WHAT THE EXERCISE ASKS:
Copy every line of the items below without any changes, and leave out the pictures.

DATA ENTRIES:
(begin)
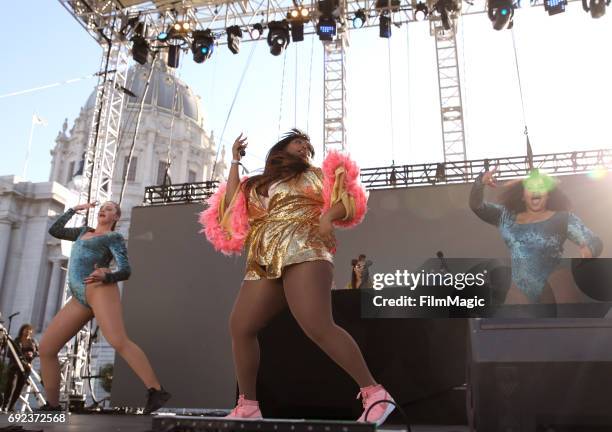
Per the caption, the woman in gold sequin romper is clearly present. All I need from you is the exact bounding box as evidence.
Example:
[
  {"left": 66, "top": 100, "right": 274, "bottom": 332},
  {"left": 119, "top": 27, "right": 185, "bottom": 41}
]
[{"left": 200, "top": 129, "right": 394, "bottom": 424}]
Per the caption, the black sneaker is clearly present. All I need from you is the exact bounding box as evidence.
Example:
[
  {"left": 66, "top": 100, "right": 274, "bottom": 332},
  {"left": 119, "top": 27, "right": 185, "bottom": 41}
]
[
  {"left": 35, "top": 402, "right": 64, "bottom": 412},
  {"left": 143, "top": 387, "right": 172, "bottom": 414}
]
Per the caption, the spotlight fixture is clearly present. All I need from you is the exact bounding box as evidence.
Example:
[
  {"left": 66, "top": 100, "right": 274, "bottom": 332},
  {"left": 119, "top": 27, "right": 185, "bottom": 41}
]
[
  {"left": 291, "top": 21, "right": 304, "bottom": 42},
  {"left": 353, "top": 9, "right": 368, "bottom": 28},
  {"left": 251, "top": 23, "right": 263, "bottom": 39},
  {"left": 434, "top": 0, "right": 462, "bottom": 30},
  {"left": 268, "top": 21, "right": 289, "bottom": 56},
  {"left": 544, "top": 0, "right": 567, "bottom": 15},
  {"left": 378, "top": 15, "right": 391, "bottom": 39},
  {"left": 191, "top": 30, "right": 218, "bottom": 63},
  {"left": 132, "top": 35, "right": 149, "bottom": 64},
  {"left": 226, "top": 26, "right": 242, "bottom": 54},
  {"left": 287, "top": 6, "right": 310, "bottom": 42},
  {"left": 582, "top": 0, "right": 610, "bottom": 18},
  {"left": 487, "top": 0, "right": 514, "bottom": 30},
  {"left": 414, "top": 2, "right": 429, "bottom": 21},
  {"left": 168, "top": 45, "right": 181, "bottom": 69},
  {"left": 317, "top": 16, "right": 336, "bottom": 40}
]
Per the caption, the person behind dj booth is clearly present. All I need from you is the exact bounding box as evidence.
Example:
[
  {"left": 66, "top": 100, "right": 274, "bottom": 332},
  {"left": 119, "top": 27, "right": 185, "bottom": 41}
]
[
  {"left": 2, "top": 324, "right": 38, "bottom": 411},
  {"left": 347, "top": 258, "right": 361, "bottom": 289},
  {"left": 357, "top": 254, "right": 372, "bottom": 288},
  {"left": 469, "top": 167, "right": 603, "bottom": 304}
]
(end)
SOLUTION FOR THIS PROBLEM:
Per the caption, the woman in gold sequin romper is clearly present. All I need from you is the exact bounding box as evidence.
Example:
[
  {"left": 66, "top": 100, "right": 274, "bottom": 332},
  {"left": 119, "top": 27, "right": 185, "bottom": 41}
]
[{"left": 200, "top": 129, "right": 394, "bottom": 424}]
Per the caption, the black sneaker is clearly present. All I need from you is the exact bounding box as evidence.
Example:
[
  {"left": 66, "top": 100, "right": 274, "bottom": 332},
  {"left": 119, "top": 27, "right": 185, "bottom": 41}
]
[
  {"left": 35, "top": 402, "right": 64, "bottom": 412},
  {"left": 143, "top": 387, "right": 172, "bottom": 414}
]
Per the caption, the spotlight fixture is clearly present. All I need from you is the exact bounding box as evidence.
Example:
[
  {"left": 66, "top": 100, "right": 274, "bottom": 332},
  {"left": 119, "top": 27, "right": 185, "bottom": 41}
]
[
  {"left": 291, "top": 21, "right": 304, "bottom": 42},
  {"left": 353, "top": 9, "right": 368, "bottom": 28},
  {"left": 251, "top": 23, "right": 263, "bottom": 39},
  {"left": 434, "top": 0, "right": 462, "bottom": 30},
  {"left": 268, "top": 21, "right": 289, "bottom": 56},
  {"left": 544, "top": 0, "right": 567, "bottom": 15},
  {"left": 378, "top": 15, "right": 391, "bottom": 39},
  {"left": 191, "top": 30, "right": 218, "bottom": 63},
  {"left": 132, "top": 35, "right": 149, "bottom": 64},
  {"left": 226, "top": 26, "right": 242, "bottom": 54},
  {"left": 287, "top": 6, "right": 310, "bottom": 42},
  {"left": 582, "top": 0, "right": 610, "bottom": 18},
  {"left": 487, "top": 0, "right": 514, "bottom": 30},
  {"left": 414, "top": 2, "right": 429, "bottom": 21},
  {"left": 168, "top": 45, "right": 181, "bottom": 69},
  {"left": 317, "top": 16, "right": 336, "bottom": 40}
]
Per the caption, the person behind dj booth is clearly present. All I need from you is the exact bounding box as evidence.
Example:
[
  {"left": 66, "top": 100, "right": 274, "bottom": 332},
  {"left": 119, "top": 27, "right": 185, "bottom": 41}
]
[
  {"left": 2, "top": 324, "right": 38, "bottom": 411},
  {"left": 347, "top": 258, "right": 361, "bottom": 289},
  {"left": 357, "top": 254, "right": 372, "bottom": 288},
  {"left": 469, "top": 167, "right": 603, "bottom": 304}
]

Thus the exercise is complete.